--- Material provided ---

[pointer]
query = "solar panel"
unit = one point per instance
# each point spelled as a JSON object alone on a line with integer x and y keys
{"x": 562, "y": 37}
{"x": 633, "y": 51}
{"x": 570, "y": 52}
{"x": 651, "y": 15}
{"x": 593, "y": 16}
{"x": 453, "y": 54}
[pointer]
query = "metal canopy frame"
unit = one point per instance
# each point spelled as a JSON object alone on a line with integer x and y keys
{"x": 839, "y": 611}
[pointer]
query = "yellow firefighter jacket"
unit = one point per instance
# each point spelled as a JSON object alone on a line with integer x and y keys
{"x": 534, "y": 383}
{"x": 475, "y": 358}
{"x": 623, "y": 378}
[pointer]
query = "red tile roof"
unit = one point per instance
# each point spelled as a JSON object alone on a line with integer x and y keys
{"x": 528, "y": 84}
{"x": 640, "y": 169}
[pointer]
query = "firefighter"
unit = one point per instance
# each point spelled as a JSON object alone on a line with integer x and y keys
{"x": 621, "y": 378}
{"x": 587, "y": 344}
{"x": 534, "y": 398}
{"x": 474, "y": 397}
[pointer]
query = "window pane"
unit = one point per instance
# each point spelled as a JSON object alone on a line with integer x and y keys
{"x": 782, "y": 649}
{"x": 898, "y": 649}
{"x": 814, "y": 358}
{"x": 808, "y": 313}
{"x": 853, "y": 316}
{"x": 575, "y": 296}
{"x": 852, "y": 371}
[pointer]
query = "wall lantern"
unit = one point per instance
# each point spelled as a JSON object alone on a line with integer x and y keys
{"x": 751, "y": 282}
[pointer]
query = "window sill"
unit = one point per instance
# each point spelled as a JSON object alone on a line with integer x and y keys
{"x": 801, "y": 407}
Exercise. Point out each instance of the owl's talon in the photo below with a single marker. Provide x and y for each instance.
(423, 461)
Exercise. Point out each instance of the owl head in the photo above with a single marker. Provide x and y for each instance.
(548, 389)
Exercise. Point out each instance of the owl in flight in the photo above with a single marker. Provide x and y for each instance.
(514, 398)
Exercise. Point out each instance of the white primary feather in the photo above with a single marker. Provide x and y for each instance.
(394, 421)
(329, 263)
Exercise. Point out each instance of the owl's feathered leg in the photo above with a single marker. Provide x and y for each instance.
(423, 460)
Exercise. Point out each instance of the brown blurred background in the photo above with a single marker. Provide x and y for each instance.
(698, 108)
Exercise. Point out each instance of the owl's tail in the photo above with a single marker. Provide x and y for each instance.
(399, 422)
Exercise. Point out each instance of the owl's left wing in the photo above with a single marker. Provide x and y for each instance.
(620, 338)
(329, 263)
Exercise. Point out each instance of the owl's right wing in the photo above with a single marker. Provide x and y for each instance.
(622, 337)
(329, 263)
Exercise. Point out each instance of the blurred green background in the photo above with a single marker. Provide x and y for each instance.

---

● **Goal of the exercise**:
Change "green" to "olive" in the items from the line containing "Exercise. Point out each instance of the owl's right" through the end of the items, and give those lines again with nothing else altered.

● **Response to this task**:
Exercise. Point out each instance of the owl's right wing in the photo above with a single marker. Provide x and y for each instance.
(622, 337)
(329, 263)
Exercise. Point out each instance of the blurred olive background in the photo above with a single marker. Provide x and y for each instance.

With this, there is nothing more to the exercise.